::: INPUT RECORDS :::
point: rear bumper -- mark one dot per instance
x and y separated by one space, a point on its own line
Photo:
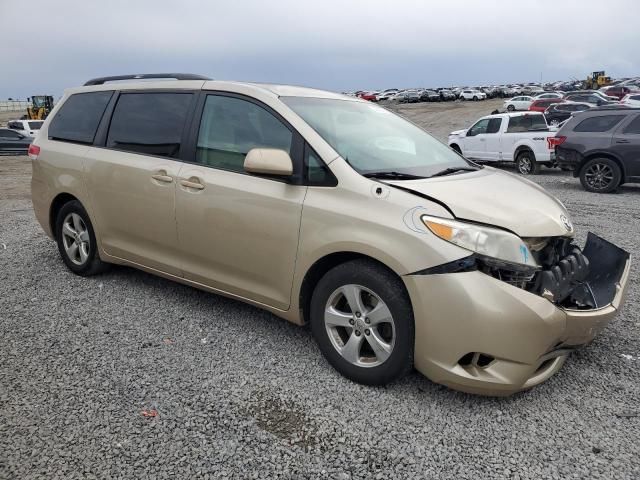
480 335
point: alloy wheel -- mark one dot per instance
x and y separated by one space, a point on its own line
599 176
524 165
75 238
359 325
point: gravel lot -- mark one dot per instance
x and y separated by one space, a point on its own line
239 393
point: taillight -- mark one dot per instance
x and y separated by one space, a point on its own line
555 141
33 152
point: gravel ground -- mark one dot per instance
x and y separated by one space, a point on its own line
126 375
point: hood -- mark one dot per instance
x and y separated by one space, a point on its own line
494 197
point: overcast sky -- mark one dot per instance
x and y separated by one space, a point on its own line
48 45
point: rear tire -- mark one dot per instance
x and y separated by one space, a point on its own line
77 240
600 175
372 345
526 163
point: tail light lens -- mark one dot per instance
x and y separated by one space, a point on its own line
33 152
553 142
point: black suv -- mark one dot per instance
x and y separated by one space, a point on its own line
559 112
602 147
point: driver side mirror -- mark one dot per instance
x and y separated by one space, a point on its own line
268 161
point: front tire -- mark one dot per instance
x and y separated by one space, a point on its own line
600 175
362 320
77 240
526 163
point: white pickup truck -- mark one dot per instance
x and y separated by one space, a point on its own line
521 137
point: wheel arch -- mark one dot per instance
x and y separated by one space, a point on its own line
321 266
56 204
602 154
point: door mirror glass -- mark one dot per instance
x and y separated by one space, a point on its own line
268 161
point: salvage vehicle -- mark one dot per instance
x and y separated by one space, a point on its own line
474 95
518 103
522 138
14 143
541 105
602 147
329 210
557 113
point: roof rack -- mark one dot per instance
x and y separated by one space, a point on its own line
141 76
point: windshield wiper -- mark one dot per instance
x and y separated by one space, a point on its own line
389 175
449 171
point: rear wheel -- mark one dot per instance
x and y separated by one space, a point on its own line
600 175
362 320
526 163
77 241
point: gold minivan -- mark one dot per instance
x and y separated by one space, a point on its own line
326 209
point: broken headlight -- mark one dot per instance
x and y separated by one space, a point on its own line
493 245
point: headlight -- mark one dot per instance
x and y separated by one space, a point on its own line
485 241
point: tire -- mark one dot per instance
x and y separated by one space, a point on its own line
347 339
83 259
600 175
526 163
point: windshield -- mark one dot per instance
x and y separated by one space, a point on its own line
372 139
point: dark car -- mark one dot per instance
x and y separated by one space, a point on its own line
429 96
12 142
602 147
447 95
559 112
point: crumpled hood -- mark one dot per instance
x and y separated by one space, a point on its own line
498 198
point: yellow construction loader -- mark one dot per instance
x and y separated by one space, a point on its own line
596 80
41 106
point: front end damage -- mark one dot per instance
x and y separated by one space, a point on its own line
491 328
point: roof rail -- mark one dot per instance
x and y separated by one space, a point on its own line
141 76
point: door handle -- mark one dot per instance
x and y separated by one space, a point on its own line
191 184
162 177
:::
::: INPUT RECORDS :::
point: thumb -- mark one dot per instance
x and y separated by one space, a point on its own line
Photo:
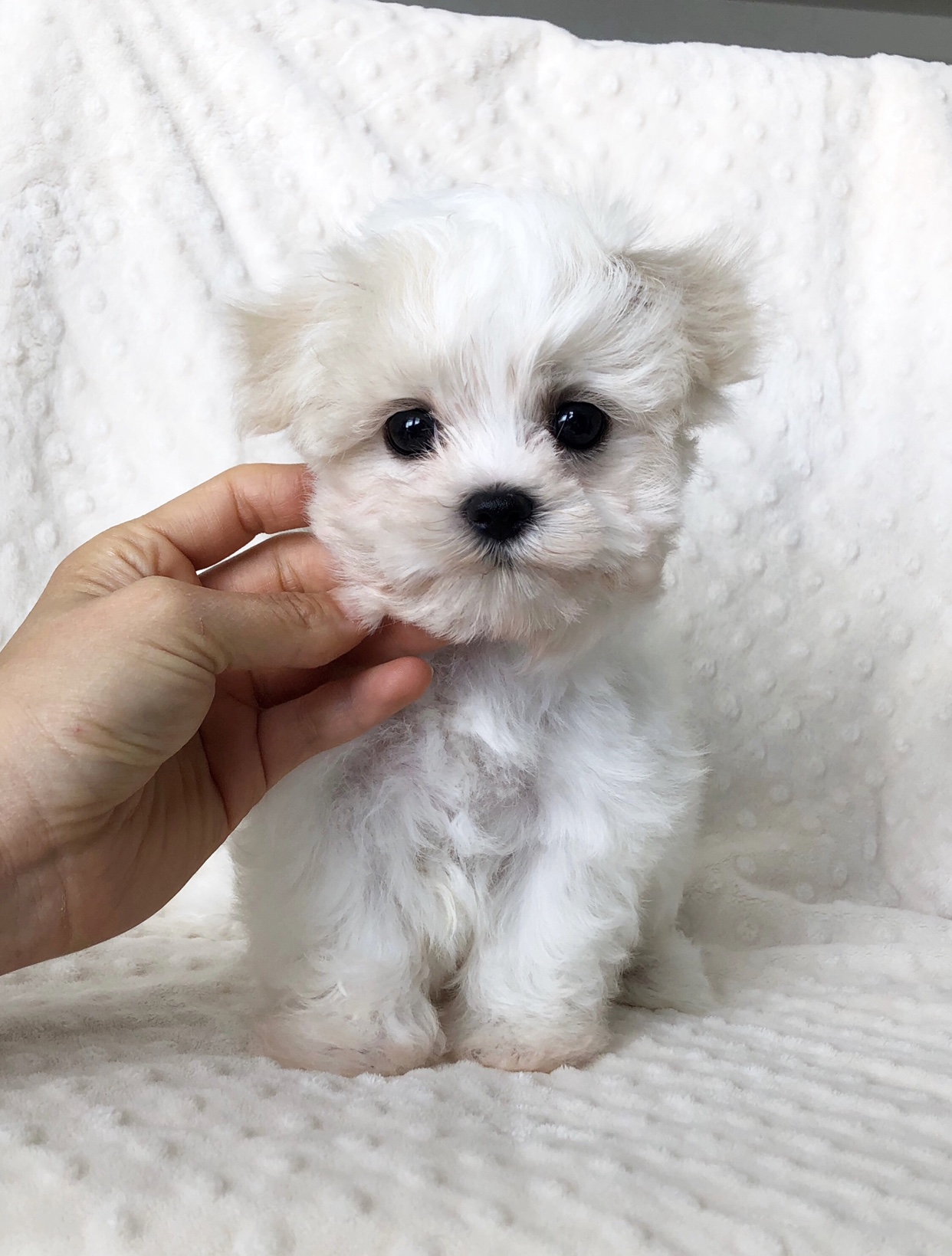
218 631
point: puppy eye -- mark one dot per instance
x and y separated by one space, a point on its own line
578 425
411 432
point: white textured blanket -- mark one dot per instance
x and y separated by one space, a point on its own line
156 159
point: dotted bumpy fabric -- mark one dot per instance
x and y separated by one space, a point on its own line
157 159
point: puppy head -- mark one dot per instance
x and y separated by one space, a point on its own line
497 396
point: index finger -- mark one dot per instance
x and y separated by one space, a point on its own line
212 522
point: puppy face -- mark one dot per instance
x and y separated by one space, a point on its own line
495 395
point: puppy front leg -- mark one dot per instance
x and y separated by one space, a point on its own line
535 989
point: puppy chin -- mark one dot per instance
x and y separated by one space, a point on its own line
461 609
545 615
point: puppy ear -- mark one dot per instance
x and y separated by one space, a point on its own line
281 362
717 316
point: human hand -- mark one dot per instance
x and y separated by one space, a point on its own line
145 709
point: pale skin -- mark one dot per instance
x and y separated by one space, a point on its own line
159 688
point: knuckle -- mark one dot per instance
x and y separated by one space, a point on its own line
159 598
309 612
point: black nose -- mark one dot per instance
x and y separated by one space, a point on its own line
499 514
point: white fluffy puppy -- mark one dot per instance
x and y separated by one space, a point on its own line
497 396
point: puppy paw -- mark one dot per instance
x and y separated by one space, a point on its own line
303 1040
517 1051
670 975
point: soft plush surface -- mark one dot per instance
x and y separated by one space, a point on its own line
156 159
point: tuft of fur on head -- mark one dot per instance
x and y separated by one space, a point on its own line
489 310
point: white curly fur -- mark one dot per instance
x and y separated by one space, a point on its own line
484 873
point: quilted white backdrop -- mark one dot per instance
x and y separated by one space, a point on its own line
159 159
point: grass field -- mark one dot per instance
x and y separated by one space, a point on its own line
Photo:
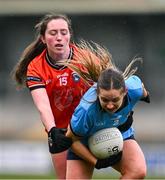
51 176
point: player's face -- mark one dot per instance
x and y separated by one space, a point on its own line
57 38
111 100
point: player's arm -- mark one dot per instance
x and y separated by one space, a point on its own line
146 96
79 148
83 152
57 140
:::
::: INPUT RECORDS :::
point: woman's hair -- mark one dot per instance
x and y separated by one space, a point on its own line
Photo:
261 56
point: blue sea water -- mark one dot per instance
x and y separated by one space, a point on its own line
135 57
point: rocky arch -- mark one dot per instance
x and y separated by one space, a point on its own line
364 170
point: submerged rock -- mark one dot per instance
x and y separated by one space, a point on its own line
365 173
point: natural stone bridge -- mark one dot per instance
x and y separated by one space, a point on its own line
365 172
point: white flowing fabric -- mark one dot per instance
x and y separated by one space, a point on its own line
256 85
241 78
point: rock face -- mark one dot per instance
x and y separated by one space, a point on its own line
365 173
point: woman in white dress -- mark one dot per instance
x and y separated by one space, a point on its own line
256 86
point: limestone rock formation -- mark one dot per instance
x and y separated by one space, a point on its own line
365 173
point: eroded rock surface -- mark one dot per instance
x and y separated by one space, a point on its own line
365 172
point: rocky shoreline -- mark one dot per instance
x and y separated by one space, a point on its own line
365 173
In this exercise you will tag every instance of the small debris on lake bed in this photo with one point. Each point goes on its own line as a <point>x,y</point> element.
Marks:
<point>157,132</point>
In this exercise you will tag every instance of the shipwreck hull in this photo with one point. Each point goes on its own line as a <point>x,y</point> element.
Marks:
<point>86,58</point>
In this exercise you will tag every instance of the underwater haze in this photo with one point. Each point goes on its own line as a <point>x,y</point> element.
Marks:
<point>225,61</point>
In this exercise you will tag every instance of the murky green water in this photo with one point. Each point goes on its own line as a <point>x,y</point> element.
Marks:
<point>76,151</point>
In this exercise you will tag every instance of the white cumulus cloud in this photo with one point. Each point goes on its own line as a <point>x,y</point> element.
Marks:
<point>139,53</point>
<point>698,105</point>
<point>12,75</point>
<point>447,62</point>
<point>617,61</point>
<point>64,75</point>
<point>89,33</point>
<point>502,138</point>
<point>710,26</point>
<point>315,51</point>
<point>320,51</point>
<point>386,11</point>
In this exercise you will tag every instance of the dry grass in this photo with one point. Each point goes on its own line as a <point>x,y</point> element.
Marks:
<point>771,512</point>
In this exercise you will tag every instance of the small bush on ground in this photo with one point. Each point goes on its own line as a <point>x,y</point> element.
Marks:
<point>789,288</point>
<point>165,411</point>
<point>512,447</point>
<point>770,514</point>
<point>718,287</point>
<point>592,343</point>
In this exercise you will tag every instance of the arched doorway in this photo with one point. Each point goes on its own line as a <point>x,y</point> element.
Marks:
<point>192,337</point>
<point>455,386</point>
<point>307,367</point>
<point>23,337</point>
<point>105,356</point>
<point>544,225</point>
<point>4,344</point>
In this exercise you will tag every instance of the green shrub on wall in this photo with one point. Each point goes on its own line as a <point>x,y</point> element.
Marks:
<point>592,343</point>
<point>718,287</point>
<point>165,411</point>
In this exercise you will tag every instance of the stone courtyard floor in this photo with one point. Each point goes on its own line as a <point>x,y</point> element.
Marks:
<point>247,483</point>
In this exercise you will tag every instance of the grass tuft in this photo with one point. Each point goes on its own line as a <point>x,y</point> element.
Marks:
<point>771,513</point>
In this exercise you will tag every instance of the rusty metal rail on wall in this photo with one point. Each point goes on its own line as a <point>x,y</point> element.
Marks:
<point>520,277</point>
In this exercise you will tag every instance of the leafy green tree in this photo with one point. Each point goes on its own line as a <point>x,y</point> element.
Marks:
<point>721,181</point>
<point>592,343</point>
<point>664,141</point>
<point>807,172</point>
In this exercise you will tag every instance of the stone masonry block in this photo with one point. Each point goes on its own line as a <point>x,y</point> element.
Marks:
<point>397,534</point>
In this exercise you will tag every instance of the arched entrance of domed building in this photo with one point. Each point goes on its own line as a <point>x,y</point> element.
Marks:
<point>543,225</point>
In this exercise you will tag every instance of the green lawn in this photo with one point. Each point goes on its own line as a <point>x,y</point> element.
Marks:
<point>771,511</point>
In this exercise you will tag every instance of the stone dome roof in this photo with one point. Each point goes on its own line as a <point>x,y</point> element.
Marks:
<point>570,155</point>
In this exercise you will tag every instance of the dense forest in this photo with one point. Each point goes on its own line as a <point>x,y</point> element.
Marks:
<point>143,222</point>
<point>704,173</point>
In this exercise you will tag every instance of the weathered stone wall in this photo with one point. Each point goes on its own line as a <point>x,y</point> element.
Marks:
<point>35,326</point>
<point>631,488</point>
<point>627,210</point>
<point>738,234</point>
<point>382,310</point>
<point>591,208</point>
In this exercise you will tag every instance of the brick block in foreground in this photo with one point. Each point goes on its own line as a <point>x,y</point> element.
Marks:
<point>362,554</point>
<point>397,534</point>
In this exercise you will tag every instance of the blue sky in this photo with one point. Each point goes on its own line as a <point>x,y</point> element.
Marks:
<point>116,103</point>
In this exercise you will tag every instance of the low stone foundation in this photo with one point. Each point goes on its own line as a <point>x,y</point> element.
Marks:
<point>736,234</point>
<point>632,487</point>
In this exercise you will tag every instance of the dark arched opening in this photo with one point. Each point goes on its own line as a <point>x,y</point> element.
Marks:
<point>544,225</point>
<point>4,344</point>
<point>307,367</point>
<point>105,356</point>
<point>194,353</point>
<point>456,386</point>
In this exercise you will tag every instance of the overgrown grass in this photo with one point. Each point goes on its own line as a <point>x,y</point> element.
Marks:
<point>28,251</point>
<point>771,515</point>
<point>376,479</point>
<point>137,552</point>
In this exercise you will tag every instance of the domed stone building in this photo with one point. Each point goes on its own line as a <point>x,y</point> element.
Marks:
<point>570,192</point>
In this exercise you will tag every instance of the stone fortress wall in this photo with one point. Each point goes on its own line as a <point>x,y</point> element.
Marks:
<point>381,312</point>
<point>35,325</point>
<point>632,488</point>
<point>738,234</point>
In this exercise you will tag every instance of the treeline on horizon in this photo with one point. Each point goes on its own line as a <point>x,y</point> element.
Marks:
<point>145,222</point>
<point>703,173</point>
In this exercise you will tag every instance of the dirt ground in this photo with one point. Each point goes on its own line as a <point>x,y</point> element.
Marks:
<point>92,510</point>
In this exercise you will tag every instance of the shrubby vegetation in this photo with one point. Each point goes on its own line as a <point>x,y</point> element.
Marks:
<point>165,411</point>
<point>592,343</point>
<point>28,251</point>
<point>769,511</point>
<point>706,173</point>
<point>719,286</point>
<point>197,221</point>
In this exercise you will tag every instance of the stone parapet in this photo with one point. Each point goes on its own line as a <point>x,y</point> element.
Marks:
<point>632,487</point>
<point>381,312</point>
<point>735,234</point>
:::
- INSTRUCTION
Show every line of the records above that contains the string "rocky". Case counts.

- EXERCISE ANSWER
point: rocky arch -- mark one dot per instance
point: rocky shoreline -- mark one dot per instance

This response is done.